▶ _Exercise brief_: Begin at the line that contains "Please segment every instance of the blue" and reproduce it along with every line after it to the end of the listing; skip any pictures.

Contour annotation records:
# # # # # # #
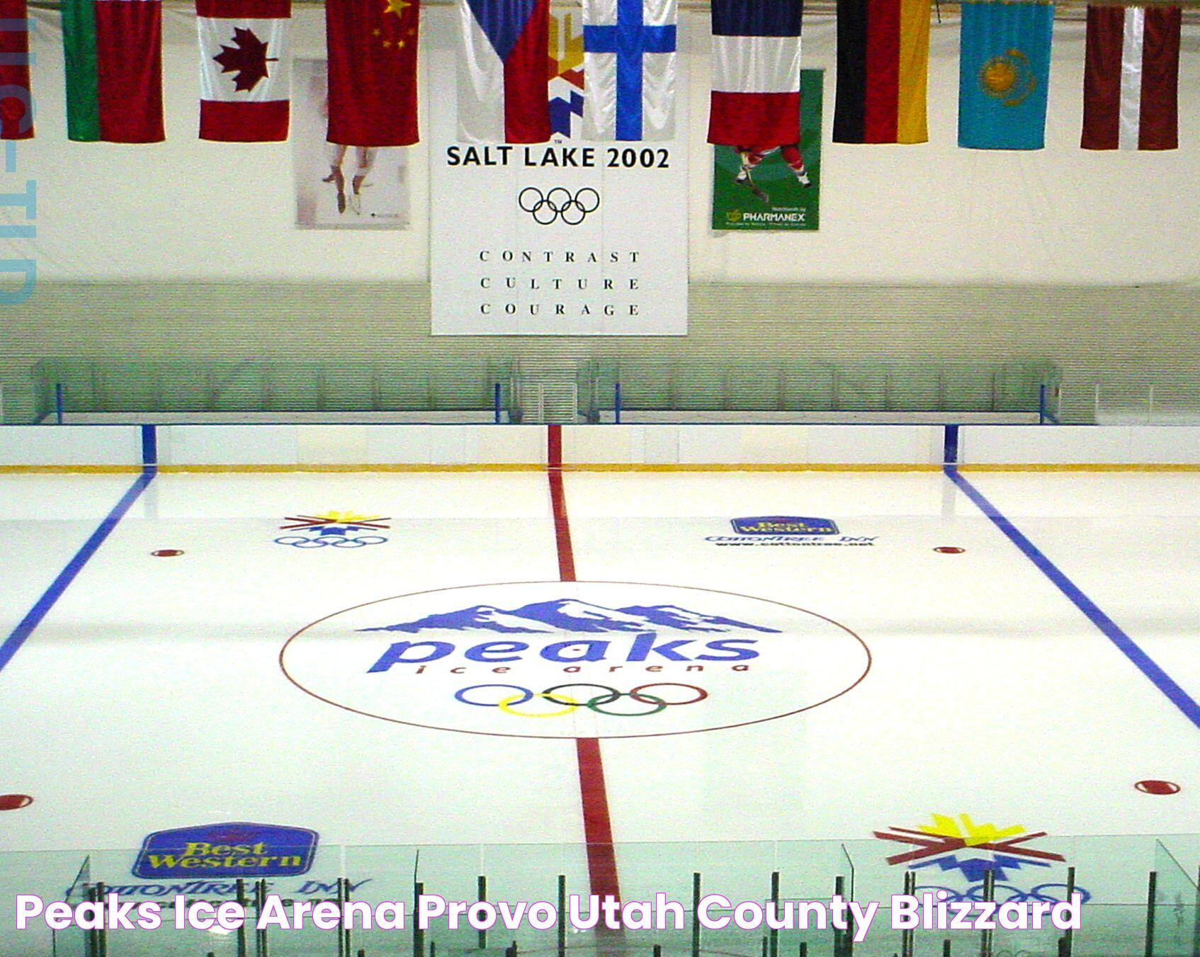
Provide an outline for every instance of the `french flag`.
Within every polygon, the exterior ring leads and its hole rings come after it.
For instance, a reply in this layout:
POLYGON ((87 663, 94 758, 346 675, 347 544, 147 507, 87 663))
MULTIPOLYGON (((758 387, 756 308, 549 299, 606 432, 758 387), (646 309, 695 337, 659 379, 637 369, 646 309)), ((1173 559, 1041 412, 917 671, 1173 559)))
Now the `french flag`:
POLYGON ((550 139, 550 0, 458 0, 458 139, 550 139))
POLYGON ((803 0, 713 0, 708 142, 773 149, 800 139, 803 0))

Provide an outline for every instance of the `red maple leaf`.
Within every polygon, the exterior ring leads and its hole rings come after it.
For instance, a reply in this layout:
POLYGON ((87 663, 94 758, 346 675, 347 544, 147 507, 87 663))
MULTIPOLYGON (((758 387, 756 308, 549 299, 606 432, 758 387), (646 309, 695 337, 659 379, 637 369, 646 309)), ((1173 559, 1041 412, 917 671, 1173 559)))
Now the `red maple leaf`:
POLYGON ((236 73, 235 90, 253 90, 260 79, 266 79, 266 65, 278 62, 277 56, 266 55, 266 43, 245 26, 233 29, 234 46, 221 44, 221 53, 212 59, 221 64, 222 73, 236 73))

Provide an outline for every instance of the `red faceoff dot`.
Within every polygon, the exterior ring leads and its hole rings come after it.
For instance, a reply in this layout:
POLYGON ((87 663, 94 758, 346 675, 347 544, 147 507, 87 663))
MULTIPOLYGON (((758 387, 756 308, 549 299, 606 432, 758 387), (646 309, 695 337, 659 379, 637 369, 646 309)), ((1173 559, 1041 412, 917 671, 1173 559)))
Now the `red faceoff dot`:
POLYGON ((0 811, 19 811, 34 803, 28 794, 0 794, 0 811))
POLYGON ((1180 786, 1174 781, 1139 781, 1134 787, 1142 794, 1178 794, 1180 786))

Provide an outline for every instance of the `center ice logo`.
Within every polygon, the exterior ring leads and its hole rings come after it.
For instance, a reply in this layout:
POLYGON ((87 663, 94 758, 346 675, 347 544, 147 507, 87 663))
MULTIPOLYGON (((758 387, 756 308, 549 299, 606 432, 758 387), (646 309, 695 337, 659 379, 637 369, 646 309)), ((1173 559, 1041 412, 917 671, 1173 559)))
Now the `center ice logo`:
POLYGON ((853 687, 870 656, 842 625, 779 602, 674 585, 532 582, 347 609, 296 632, 280 661, 305 692, 385 721, 634 738, 806 710, 853 687))

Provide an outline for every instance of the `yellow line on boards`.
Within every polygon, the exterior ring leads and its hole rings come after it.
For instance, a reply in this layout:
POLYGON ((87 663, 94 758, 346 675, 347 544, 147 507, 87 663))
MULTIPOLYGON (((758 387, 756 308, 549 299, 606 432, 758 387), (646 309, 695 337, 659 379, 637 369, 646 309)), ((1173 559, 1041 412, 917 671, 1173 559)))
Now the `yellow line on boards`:
POLYGON ((1044 462, 1030 464, 965 464, 961 471, 1200 471, 1198 463, 1176 462, 1044 462))

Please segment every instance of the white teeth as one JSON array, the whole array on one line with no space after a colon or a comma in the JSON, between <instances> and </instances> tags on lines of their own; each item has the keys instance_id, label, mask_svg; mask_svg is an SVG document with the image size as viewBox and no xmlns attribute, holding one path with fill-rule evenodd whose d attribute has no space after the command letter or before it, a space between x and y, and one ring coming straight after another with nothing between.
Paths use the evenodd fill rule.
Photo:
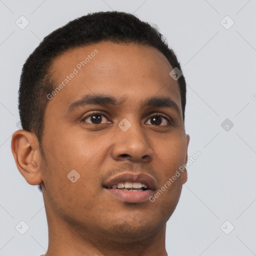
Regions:
<instances>
[{"instance_id":1,"label":"white teeth","mask_svg":"<svg viewBox=\"0 0 256 256\"><path fill-rule=\"evenodd\" d=\"M118 184L115 184L114 185L112 185L111 186L112 188L124 188L122 190L127 190L126 188L136 188L136 190L134 190L134 191L142 191L142 189L140 190L142 188L148 188L148 186L140 182L125 182L118 183ZM130 190L128 191L133 191L133 190Z\"/></svg>"},{"instance_id":2,"label":"white teeth","mask_svg":"<svg viewBox=\"0 0 256 256\"><path fill-rule=\"evenodd\" d=\"M122 183L118 183L118 188L124 188L124 185Z\"/></svg>"},{"instance_id":3,"label":"white teeth","mask_svg":"<svg viewBox=\"0 0 256 256\"><path fill-rule=\"evenodd\" d=\"M124 183L124 188L132 188L132 182L126 182L126 183Z\"/></svg>"}]
</instances>

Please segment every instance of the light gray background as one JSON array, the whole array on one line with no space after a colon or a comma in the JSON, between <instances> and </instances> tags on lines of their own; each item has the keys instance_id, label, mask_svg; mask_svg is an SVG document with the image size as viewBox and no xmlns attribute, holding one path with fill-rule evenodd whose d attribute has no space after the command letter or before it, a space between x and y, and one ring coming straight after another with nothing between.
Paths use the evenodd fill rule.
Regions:
<instances>
[{"instance_id":1,"label":"light gray background","mask_svg":"<svg viewBox=\"0 0 256 256\"><path fill-rule=\"evenodd\" d=\"M188 83L188 156L202 154L188 168L168 222L168 255L256 255L255 0L0 0L0 256L37 256L48 245L42 195L20 174L10 150L22 66L54 30L112 9L157 24ZM21 16L30 22L23 30L16 24ZM226 16L234 22L229 29L220 23ZM222 24L230 22L226 18ZM228 131L220 126L227 118L234 124ZM23 235L16 229L22 220L30 226ZM234 229L226 234L232 225Z\"/></svg>"}]
</instances>

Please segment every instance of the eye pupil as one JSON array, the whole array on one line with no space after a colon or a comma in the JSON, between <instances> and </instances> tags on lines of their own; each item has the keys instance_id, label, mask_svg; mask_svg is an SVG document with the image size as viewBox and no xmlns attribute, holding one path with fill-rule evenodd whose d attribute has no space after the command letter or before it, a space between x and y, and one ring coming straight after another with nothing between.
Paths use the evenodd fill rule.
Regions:
<instances>
[{"instance_id":1,"label":"eye pupil","mask_svg":"<svg viewBox=\"0 0 256 256\"><path fill-rule=\"evenodd\" d=\"M100 124L102 121L102 118L100 114L94 114L90 117L90 120L94 124Z\"/></svg>"},{"instance_id":2,"label":"eye pupil","mask_svg":"<svg viewBox=\"0 0 256 256\"><path fill-rule=\"evenodd\" d=\"M154 121L156 120L156 122L154 122L154 124L156 125L160 124L162 122L161 120L161 117L158 116L152 118L151 120L154 122Z\"/></svg>"}]
</instances>

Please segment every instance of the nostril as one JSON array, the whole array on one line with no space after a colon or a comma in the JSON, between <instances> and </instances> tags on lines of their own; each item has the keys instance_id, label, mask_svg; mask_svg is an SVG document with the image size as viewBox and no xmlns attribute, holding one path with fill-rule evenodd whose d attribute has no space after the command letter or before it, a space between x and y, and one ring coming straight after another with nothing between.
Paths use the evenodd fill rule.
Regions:
<instances>
[{"instance_id":1,"label":"nostril","mask_svg":"<svg viewBox=\"0 0 256 256\"><path fill-rule=\"evenodd\" d=\"M126 157L126 156L130 156L130 154L120 154L120 156L124 156L124 157Z\"/></svg>"}]
</instances>

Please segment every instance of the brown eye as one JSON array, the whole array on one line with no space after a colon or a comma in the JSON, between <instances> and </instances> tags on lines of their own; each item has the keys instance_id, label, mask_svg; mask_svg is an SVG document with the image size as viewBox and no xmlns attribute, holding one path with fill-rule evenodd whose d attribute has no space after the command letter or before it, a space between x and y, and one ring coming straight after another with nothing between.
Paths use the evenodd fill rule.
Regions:
<instances>
[{"instance_id":1,"label":"brown eye","mask_svg":"<svg viewBox=\"0 0 256 256\"><path fill-rule=\"evenodd\" d=\"M166 124L160 126L162 123L162 120L165 121ZM156 126L163 126L164 125L170 125L170 122L167 118L162 114L154 114L154 116L152 116L149 120L151 124Z\"/></svg>"},{"instance_id":2,"label":"brown eye","mask_svg":"<svg viewBox=\"0 0 256 256\"><path fill-rule=\"evenodd\" d=\"M106 116L101 113L96 112L92 113L86 116L82 119L82 122L88 122L89 124L102 124L102 122L104 122L104 120L108 121L108 119ZM105 122L104 123L106 124L106 122Z\"/></svg>"}]
</instances>

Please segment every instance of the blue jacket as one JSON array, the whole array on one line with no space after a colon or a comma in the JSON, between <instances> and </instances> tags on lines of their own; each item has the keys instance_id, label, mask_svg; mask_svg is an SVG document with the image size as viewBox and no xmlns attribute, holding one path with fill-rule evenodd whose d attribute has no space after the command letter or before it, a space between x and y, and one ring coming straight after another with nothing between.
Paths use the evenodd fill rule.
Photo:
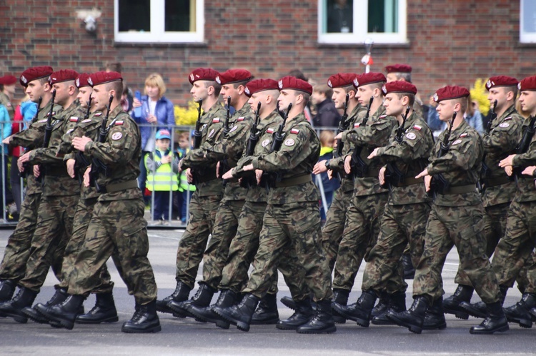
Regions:
<instances>
[{"instance_id":1,"label":"blue jacket","mask_svg":"<svg viewBox=\"0 0 536 356\"><path fill-rule=\"evenodd\" d=\"M138 123L139 126L139 133L142 136L142 150L144 151L145 145L147 143L149 136L153 132L154 125L149 123L146 119L149 113L149 97L144 95L142 97L142 116L133 116L134 121ZM154 109L154 116L158 120L158 125L156 126L156 131L167 128L171 130L172 127L175 125L175 113L173 108L173 103L169 101L165 96L162 96L157 101L157 108ZM134 113L132 114L134 116ZM156 132L156 131L155 131Z\"/></svg>"}]
</instances>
# # # # # # #
▶ _Solution to this task_:
Please segment every instance of the blue jacket as one JSON array, the whole array on one line with no space after a colon or a comma in the JSON, between <instances> and </instances> tags on lines of their own; each item has the keys instance_id, label, mask_svg; mask_svg is an SVG document with the image size as viewBox and no xmlns attribute, holding one path with fill-rule evenodd whose d attribute has no space after the command letter or before it, a space between x and y, and one ring coming straight after another with nothing between.
Paths use the evenodd fill rule.
Photo:
Regions:
<instances>
[{"instance_id":1,"label":"blue jacket","mask_svg":"<svg viewBox=\"0 0 536 356\"><path fill-rule=\"evenodd\" d=\"M138 123L139 126L139 133L142 136L142 150L144 151L145 145L147 143L149 136L153 132L154 125L149 123L146 119L149 113L149 97L144 95L142 97L142 116L133 116L134 121ZM154 109L154 116L158 120L158 125L156 126L156 131L167 128L171 130L172 127L175 125L175 113L173 108L173 103L169 101L165 96L162 96L157 101L157 108ZM134 113L132 114L134 116ZM156 132L156 131L155 131Z\"/></svg>"}]
</instances>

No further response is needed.